Location identification items:
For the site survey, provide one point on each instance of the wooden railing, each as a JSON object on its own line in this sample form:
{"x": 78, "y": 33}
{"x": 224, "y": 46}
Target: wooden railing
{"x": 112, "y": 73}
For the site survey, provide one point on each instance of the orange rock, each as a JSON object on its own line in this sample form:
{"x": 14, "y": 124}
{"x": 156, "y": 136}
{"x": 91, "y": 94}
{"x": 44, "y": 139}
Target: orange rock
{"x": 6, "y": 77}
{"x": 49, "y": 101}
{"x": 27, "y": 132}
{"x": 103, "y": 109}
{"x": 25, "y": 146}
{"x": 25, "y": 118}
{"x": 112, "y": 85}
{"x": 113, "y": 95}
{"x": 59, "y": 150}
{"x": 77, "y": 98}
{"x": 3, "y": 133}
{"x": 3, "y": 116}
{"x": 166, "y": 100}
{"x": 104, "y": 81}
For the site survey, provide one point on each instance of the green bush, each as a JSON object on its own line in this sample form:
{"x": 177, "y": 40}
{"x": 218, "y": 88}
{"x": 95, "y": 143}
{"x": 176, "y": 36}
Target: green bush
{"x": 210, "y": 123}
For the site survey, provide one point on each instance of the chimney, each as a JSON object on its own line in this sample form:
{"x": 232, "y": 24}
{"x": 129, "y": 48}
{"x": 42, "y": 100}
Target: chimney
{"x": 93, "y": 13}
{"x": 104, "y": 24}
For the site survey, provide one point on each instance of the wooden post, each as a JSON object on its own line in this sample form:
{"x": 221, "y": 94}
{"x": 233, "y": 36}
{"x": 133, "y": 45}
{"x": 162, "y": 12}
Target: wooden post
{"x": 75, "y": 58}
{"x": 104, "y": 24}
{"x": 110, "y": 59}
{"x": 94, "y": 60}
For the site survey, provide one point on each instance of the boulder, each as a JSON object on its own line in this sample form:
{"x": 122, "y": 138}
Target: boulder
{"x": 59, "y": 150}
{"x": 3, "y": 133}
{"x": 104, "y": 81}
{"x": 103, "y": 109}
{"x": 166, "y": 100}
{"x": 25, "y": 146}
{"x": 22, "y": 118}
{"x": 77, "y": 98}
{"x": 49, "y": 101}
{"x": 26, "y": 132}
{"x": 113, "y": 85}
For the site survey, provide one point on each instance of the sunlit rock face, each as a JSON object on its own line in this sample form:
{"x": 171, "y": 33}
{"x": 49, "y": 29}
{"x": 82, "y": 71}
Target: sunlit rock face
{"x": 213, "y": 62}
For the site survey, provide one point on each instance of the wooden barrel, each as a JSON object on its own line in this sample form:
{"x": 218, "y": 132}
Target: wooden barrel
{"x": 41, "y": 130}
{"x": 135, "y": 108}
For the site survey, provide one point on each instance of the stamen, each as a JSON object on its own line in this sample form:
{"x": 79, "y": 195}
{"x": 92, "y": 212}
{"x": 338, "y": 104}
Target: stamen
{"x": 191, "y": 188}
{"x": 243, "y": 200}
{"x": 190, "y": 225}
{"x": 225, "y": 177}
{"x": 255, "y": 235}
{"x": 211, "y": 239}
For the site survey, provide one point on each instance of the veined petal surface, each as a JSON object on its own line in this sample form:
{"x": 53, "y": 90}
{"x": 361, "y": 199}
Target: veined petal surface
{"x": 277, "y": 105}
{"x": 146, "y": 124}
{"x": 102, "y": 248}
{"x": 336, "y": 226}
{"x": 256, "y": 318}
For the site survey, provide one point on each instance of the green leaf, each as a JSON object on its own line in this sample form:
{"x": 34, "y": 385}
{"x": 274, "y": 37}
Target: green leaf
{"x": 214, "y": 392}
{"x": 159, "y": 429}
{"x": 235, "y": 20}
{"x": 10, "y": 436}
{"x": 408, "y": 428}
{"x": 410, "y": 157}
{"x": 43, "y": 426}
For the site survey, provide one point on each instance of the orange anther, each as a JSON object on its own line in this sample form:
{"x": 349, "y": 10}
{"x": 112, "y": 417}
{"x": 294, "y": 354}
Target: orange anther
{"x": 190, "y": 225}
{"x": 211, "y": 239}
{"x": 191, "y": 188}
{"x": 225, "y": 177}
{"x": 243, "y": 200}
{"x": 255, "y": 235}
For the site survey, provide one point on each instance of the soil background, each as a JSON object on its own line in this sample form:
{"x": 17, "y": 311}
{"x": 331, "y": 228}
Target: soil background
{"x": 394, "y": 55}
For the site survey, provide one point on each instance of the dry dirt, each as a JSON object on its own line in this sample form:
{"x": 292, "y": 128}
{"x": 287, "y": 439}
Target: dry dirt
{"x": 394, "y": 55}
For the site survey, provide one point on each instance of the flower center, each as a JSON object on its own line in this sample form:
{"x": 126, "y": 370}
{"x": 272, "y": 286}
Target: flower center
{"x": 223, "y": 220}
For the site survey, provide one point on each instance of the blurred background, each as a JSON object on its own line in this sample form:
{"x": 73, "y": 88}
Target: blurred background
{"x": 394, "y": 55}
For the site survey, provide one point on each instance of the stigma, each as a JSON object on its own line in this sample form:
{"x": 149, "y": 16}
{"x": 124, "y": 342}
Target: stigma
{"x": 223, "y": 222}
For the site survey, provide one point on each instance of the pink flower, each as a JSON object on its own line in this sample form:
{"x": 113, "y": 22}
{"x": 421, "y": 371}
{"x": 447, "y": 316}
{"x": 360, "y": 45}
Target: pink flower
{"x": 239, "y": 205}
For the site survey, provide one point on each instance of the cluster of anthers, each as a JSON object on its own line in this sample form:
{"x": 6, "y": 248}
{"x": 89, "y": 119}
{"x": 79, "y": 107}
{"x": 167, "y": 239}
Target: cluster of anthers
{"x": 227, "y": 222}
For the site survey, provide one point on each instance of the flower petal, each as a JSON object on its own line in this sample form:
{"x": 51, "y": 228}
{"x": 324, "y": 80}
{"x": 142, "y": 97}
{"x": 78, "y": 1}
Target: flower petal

* _Your instructions_: Write out every line of the material from the line holding "the stigma, each" through the end of the material, inclusive, requests included. Multiply each answer coordinate by 0.2 and round to whole numbers with halves going up, leaving the requests and their sample coordinates unchanged.

* _Final result_:
For the site survey, provide one point on each instance of the stigma, each as a JSON object on its own line in this sample form:
{"x": 149, "y": 16}
{"x": 124, "y": 342}
Target: stigma
{"x": 45, "y": 44}
For the site survey, provide one point on each instance of the pink flower, each as a JSON object on its own line in this sample form:
{"x": 113, "y": 22}
{"x": 421, "y": 371}
{"x": 447, "y": 316}
{"x": 360, "y": 45}
Target: pink flower
{"x": 48, "y": 41}
For the site survey, provide one point on each instance of the cluster of anthers, each as a JSON object on its own line in this sample form:
{"x": 6, "y": 248}
{"x": 89, "y": 119}
{"x": 79, "y": 107}
{"x": 167, "y": 239}
Target: cluster of anthers
{"x": 45, "y": 44}
For the site survey, provide one point on each instance of the flower petal, each as a JSON object on its own line in this sample form:
{"x": 51, "y": 228}
{"x": 324, "y": 80}
{"x": 142, "y": 97}
{"x": 78, "y": 1}
Target: flower petal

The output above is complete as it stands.